EXERCISE REQUIREMENTS:
**A.** Answer these questions using the blog post.
(i) How old must a post be before Akismet automatically deletes the spam comments on it?
(ii) What is required to create an account directly on SEB?
(iii) In the second comment, what denied the registration by saying the IP address was banned?
**B.** According to the blog post, which outside services can supply credentials for logging into SEB? Name all of them.

begin SELECTED EXCERPT

You must log in to comment on SEB.

For the first time in 12 years I’m requiring folks who wish to leave a comment to log in before being able to do so. The primary reason for this change is comment spam. Even though Akismet catches 99% of comment spam it only automatically deletes them on posts more than 60 days old. Any entries newer than that and it goes into a spam queue which I need to clean out periodically lest the database grow to unreasonable size. For the past several weeks the comment spam on newer entries has reached a rate of almost 4,000 comments a day. It actually takes several attempts to clean the queue because it takes so long it times out and it’s not unusual for there to be 4 or 6 new spam comments as soon as the screen refreshes on the last attempt to empty it. I tried looking for some form of unintrusive captcha that might slow the pace and nothing seems to work and if I’m going to have a more intrusive captcha I may as well just have you log in and be done with it. Since making the change several days ago there hasn’t been a single spam comment to delete.

The other reason why I’ve gone with this option is the fact that you don’t have to register an account on SEB to log into it. You can use any of a half-dozen other accounts you may already have to verify who you are. You can log into SEB using your credentials from Facebook, Google, Yahoo, Twitter, Tumblr, and even Steam. If you don’t use any of those services then you can create an account right here on SEB. All that’s required is a username, email address, and a password. I will not sell your email address to any third party, ever. One advantage to logging in is a much simpler comment form.  Just one box for writing the comment.

Hopefully this won’t be too much of a burden for the regulars who drop by. The amount of comments from non-regulars was low enough as to not be an issue in this decision. I’m sorry to have to go this route, but the amount of time I was spending trying to keep comment spam at bay makes it a necessary change.

9 thoughts on “You must log in to comment on SEB.

  1. If signing in by Twitter, it required an email address as well as successful Twitter authentication. Not a big deal, but mildly surprising.

    I’m glad you avoided the captcha route. captchas are about the only reason I ever use the “zoom” functionality these days… barf.

  2. Hey Les, I just would like to tell a couple of things regarding this:

    1. I find it really strange that you get so many spam comments. 4,000 per day for a blog like this is way, way too many. Maybe changing the system somehow would solve the problem, if you have time for this.

    2. I tried to register for SEB, but something called “Sabre” told me that my ip address is banned and denied my registration. I’m pretty sure I wasn’t banned by you (I wrote a couple of comments under the nickname “iostream” before) and my ip is actually dynamic. I think it would be better if you allowed a registration regardless of ip address. Logging from social services may be OK for most people, but for me it’s mostly uncomfortable.

end SELECTED EXCERPT
begin EXCERPTED DATA

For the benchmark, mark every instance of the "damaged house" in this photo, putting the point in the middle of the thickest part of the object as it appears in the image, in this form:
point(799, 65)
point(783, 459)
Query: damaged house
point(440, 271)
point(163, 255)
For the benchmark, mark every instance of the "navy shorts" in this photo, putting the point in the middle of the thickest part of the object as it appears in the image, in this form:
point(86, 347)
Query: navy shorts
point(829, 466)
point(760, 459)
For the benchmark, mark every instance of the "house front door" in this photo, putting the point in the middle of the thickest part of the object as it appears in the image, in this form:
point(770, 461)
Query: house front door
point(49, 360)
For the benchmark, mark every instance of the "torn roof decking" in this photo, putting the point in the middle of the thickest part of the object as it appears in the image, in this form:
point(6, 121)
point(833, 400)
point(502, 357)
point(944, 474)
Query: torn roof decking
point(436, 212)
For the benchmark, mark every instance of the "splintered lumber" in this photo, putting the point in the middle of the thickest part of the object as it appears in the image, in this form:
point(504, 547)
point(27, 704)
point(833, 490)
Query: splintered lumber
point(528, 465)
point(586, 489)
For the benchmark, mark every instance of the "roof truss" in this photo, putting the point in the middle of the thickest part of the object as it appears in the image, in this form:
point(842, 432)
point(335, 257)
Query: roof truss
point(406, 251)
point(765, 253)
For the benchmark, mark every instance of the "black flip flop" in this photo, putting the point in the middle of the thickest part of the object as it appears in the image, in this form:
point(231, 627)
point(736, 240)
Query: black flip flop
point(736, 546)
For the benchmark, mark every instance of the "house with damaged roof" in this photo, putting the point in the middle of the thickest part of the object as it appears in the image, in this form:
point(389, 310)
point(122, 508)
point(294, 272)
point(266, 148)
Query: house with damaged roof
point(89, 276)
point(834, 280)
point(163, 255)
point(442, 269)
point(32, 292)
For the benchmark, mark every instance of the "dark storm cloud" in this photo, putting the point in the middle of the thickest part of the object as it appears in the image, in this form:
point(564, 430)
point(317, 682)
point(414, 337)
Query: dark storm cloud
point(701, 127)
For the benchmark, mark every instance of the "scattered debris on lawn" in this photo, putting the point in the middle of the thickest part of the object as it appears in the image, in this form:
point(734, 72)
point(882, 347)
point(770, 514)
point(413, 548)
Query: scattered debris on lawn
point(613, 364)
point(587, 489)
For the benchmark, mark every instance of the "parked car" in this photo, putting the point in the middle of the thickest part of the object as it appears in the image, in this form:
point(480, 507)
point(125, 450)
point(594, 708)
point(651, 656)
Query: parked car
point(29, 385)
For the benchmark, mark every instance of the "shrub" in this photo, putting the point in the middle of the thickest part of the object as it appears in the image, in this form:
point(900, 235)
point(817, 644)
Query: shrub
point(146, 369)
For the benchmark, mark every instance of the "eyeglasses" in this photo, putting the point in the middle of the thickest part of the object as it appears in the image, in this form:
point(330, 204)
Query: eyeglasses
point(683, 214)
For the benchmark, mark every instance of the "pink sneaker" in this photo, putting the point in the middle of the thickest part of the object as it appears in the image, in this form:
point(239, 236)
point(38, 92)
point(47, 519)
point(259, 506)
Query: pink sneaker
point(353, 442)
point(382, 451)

end EXCERPTED DATA

ANSWERS TO THE EXERCISES:
**A.**
(i) More than 60 days old.
(ii) A username, an email address, and a password.
(iii) Something called "Sabre".

**B.** Facebook, Google, Yahoo, Twitter, Tumblr, Steam